__Required work__: Transcribe all of the data exactly. Omit the pictures.

Start Records to use

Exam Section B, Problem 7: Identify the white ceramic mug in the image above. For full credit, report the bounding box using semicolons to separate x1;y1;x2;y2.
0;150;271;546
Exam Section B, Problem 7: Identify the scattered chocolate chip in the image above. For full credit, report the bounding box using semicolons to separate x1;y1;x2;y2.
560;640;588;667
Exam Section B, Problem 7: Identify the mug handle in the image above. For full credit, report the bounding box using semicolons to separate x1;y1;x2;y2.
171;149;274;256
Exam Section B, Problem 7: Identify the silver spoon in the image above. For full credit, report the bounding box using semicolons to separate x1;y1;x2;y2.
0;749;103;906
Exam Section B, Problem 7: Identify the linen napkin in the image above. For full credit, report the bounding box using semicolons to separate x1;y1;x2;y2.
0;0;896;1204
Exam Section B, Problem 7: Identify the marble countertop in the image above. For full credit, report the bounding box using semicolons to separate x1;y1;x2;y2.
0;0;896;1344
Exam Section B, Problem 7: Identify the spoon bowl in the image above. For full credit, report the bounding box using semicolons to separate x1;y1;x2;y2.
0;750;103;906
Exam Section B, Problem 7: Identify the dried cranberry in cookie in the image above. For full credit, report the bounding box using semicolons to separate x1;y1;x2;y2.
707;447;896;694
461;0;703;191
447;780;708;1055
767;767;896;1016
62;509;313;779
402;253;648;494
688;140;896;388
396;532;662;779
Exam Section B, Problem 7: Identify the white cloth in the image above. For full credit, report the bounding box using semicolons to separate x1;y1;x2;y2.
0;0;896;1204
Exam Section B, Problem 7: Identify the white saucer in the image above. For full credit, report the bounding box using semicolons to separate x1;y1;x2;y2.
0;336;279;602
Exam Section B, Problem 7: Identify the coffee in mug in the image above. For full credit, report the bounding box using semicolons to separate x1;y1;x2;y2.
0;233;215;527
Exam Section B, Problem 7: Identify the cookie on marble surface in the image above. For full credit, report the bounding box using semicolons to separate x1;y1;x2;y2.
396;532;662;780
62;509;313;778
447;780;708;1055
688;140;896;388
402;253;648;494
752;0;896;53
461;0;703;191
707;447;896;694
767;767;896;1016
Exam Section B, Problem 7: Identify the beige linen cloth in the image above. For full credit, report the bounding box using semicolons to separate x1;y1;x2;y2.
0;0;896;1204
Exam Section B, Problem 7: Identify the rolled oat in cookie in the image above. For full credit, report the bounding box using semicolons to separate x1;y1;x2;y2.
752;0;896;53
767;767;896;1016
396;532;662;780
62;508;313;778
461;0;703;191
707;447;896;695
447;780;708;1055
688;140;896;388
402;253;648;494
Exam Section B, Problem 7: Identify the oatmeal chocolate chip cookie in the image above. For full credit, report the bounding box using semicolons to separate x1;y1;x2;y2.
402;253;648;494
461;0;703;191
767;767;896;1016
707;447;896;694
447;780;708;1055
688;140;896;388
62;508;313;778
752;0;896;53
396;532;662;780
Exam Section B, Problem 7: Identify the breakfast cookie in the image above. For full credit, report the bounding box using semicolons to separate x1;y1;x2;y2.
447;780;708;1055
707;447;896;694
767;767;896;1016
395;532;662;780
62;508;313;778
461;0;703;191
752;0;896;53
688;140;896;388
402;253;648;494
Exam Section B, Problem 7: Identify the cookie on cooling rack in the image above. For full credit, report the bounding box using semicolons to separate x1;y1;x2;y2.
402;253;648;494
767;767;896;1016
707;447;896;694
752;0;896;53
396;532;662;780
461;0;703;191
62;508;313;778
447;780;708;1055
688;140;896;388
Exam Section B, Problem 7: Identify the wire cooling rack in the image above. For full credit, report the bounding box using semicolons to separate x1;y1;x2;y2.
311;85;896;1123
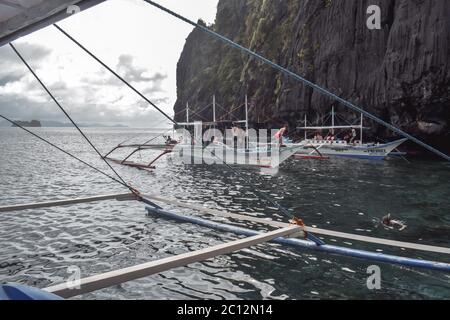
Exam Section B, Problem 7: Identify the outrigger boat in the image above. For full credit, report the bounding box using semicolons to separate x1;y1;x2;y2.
0;0;450;300
103;96;305;170
294;107;408;160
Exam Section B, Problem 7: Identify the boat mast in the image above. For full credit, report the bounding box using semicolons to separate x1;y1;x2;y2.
305;113;308;141
359;113;364;145
245;94;248;149
331;106;334;135
213;95;216;125
186;102;189;123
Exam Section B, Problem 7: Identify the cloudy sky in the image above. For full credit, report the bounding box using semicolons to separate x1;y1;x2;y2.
0;0;218;127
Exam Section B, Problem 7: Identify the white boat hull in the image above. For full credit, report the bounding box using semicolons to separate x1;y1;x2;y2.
297;139;407;160
173;144;303;168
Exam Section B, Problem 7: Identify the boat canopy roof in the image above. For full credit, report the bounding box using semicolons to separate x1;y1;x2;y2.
0;0;105;47
297;125;370;130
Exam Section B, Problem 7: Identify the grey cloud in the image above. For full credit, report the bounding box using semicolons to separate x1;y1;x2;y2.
117;54;167;82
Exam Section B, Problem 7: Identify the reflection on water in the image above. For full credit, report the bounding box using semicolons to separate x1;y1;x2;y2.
0;128;450;299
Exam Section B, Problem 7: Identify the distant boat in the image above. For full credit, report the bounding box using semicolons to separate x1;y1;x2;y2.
289;139;408;160
294;108;408;160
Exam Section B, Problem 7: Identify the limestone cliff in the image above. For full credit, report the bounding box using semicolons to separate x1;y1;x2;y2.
174;0;450;155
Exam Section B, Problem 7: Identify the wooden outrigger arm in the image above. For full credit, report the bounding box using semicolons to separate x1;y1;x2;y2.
103;144;175;170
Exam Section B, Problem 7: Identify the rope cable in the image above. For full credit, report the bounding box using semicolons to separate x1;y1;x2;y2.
9;43;134;191
143;0;450;161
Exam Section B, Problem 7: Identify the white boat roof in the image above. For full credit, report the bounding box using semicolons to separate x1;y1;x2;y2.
0;0;105;47
297;125;370;130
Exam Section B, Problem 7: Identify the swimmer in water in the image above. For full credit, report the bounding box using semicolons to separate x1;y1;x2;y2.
381;213;406;231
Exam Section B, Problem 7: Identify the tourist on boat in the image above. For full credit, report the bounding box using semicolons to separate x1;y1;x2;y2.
231;125;239;149
275;125;287;146
350;128;356;143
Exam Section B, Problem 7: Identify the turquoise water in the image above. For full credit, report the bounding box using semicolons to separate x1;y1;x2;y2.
0;128;450;299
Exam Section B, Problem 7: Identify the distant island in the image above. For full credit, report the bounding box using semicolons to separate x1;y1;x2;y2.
12;120;42;128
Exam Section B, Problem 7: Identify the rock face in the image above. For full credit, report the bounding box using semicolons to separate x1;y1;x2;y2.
174;0;450;155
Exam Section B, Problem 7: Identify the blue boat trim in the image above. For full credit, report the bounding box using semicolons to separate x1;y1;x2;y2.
0;284;64;301
146;207;450;272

End Records to use

__Solution to the problem__:
Exam Section B, Problem 7: Identify the white ceramic mug in the image above. For full credit, report the bounding box using semicolons to separate x1;y1;x2;y2.
0;150;271;546
Exam Section B, Problem 7: Identify the scattered chocolate chip in the image above. For full credit, report the bounding box using semicolons to separate x1;y1;x2;y2.
560;640;588;667
Exam Section B, Problem 7: Identify the mug handle in the image above. For full credit, report the bounding box using semicolons to separate x1;y1;x2;y2.
171;149;274;256
Exam Section B, Problem 7: Identify the silver spoon in the image above. For full credit, report the bounding box using semicolons to separate x1;y1;x2;y2.
0;749;103;906
Exam Section B, Problem 7: Identify the linen napkin in the image above. For full credit, report the bounding box using semicolons to separate x1;y1;x2;y2.
0;0;896;1204
Exam Section B, Problem 7: Identify the marble countertop in the image above. For full credit, report the bounding box using semicolons to separate x1;y1;x2;y2.
0;0;896;1344
Exam Section B, Problem 7: Identify the spoon bowl in the image above. For full credit, report the bounding box using semicolons to separate x1;y1;x2;y2.
0;750;103;906
Exam Section B, Problem 7: Identify the dried cranberry in cookie in the image above. For full credit, report the bounding box using semicolons to separate x1;y1;x2;y2.
707;447;896;694
461;0;703;191
447;780;708;1055
767;767;896;1016
62;509;313;779
402;253;648;494
688;140;896;388
396;532;662;779
Exam Section B, Problem 7: Identify the white cloth in the image above. For full credit, report the bounding box using semicolons to separate x1;y1;x2;y2.
0;0;896;1204
Exam Section B, Problem 7: Identify the white saucer in the image above. For full credit, report the bounding box using semicolons to separate x1;y1;x2;y2.
0;336;279;602
Exam Section B, Problem 7: Identify the coffee in mug in the image above. For full credit, report the bounding box using semicolons to separate x1;y1;x2;y2.
0;233;215;527
Exam Section B, Problem 7: Identify the cookie on marble surface in the image above. For full credit, report the bounding box using semicolons to separate x1;y1;x2;y2.
396;532;662;780
62;509;313;778
447;780;708;1055
688;140;896;388
402;253;648;494
752;0;896;53
461;0;703;191
707;447;896;694
767;767;896;1016
Exam Section B, Problem 7: Identify the beige linen cloth in the image above. For full credit, report the bounding box using semicolons to separate x1;y1;x2;y2.
0;0;896;1204
Exam Section B, Problem 7: Identify the rolled oat in cookie in the image above. For full credit, report the bounding box using semicolons to separate x1;y1;x2;y2.
752;0;896;53
767;767;896;1016
396;532;662;780
62;508;313;778
461;0;703;191
707;447;896;695
447;780;708;1055
688;140;896;388
402;253;648;494
Exam Section B, Problem 7: Identify the oatmeal chocolate chip cookie in the image above. For full credit, report the bounding box using semicolons to separate x1;y1;x2;y2.
402;253;648;494
461;0;703;191
767;767;896;1016
707;447;896;694
447;780;708;1055
688;140;896;388
62;508;313;778
752;0;896;53
396;532;662;780
Exam Section B, Problem 7: Identify the breakfast cookie in the image above. For full credit, report the bounding box using semicolons to separate x1;y1;x2;y2.
447;780;708;1055
707;447;896;694
767;767;896;1016
395;532;662;780
62;508;313;778
461;0;703;191
752;0;896;53
688;140;896;388
402;253;648;494
Exam Section B, Problem 7: Identify the cookie on cooling rack in the image above. For full credit, report the bounding box using semicolons to separate x1;y1;x2;y2.
402;253;648;494
767;767;896;1016
707;447;896;694
752;0;896;53
396;532;662;780
461;0;703;191
62;508;313;778
447;780;708;1055
688;140;896;388
Exam Section B, Problem 7: Identify the wire cooling rack in the image above. For full credit, report the bounding box using semicolons to separate x1;y1;x2;y2.
311;85;896;1123
Exam Section B, Problem 7: Identify the outrigger boat in the image above. For full credit, report the bounding box using semicolons to separate x1;y1;x2;y2.
0;0;450;300
103;96;305;170
294;107;408;160
Exam Section B, Problem 7: Identify the boat mast in the image above. For full credit, report the bounding box using semicolons to separate x1;y1;x2;y2.
305;113;308;141
359;113;364;145
245;94;248;149
331;106;334;135
213;95;216;125
186;102;189;123
Exam Section B, Problem 7: Identify the cloudy sky in the image above. For full credit, report the bounding box using semicolons to separate x1;y1;x2;y2.
0;0;218;127
Exam Section B, Problem 7: Identify the white boat hull in the image above. For full credit, report the bounding box using semicolons to separate x1;y1;x2;y2.
297;139;407;160
173;144;303;168
Exam Section B, Problem 7: Identify the boat canopy roof in the image above. For full credit, report the bounding box using semicolons to separate x1;y1;x2;y2.
0;0;105;47
297;125;370;130
Exam Section B, Problem 7: Identify the grey cloud in the image above. For full credit, report the bounding box using semicolons to separate x1;y1;x2;y2.
117;54;167;82
Exam Section B, Problem 7: Identify the reflection on water in the image above. For full credit, report the bounding box using semicolons to separate x1;y1;x2;y2.
0;128;450;299
Exam Section B, Problem 7: Identify the distant boat in the image above. For full credit, report the bounding box using semicolons to separate x1;y1;x2;y2.
289;139;408;160
294;108;408;160
Exam Section B, Problem 7: Identify the limestone cliff in the image above. For full credit, report the bounding box using semicolons to separate x1;y1;x2;y2.
174;0;450;155
Exam Section B, Problem 7: Identify the wooden outrigger arm in the image above. For full credit, report the bounding box using semicolons to separate x1;y1;x2;y2.
103;144;175;170
Exam Section B, Problem 7: Identify the rope cable in the image above. For full credit, report the bounding box using semicolons to separate x1;y1;x2;y2.
9;43;134;191
143;0;450;161
Exam Section B, Problem 7: Identify the white boat roof in the image above. For full credit, report the bounding box using semicolons to separate x1;y1;x2;y2.
0;0;105;47
297;125;370;130
Exam Section B, Problem 7: Identify the swimmer in water in the image above. For full credit, report the bounding box using semicolons to separate x1;y1;x2;y2.
381;213;406;231
Exam Section B, Problem 7: Identify the tourist on boat in the image above. For full credit, report the bounding box using semicolons to separate x1;y1;x2;y2.
231;125;239;149
275;125;287;146
350;128;356;143
Exam Section B, Problem 7: Identify the turquoise water in the image above. For full credit, report the bounding box using semicolons to separate x1;y1;x2;y2.
0;128;450;299
Exam Section B, Problem 7: Identify the distant island in the image above. For full credit, report the bounding box using semicolons to separate x1;y1;x2;y2.
12;120;42;128
Exam Section B, Problem 7: Identify the rock face in the image above. For full credit, report the bounding box using semicolons to separate x1;y1;x2;y2.
174;0;450;155
Exam Section B, Problem 7: Identify the blue boat trim in the image above. For full credit, report the bounding box using semicolons to separate x1;y1;x2;y2.
0;284;64;301
146;207;450;272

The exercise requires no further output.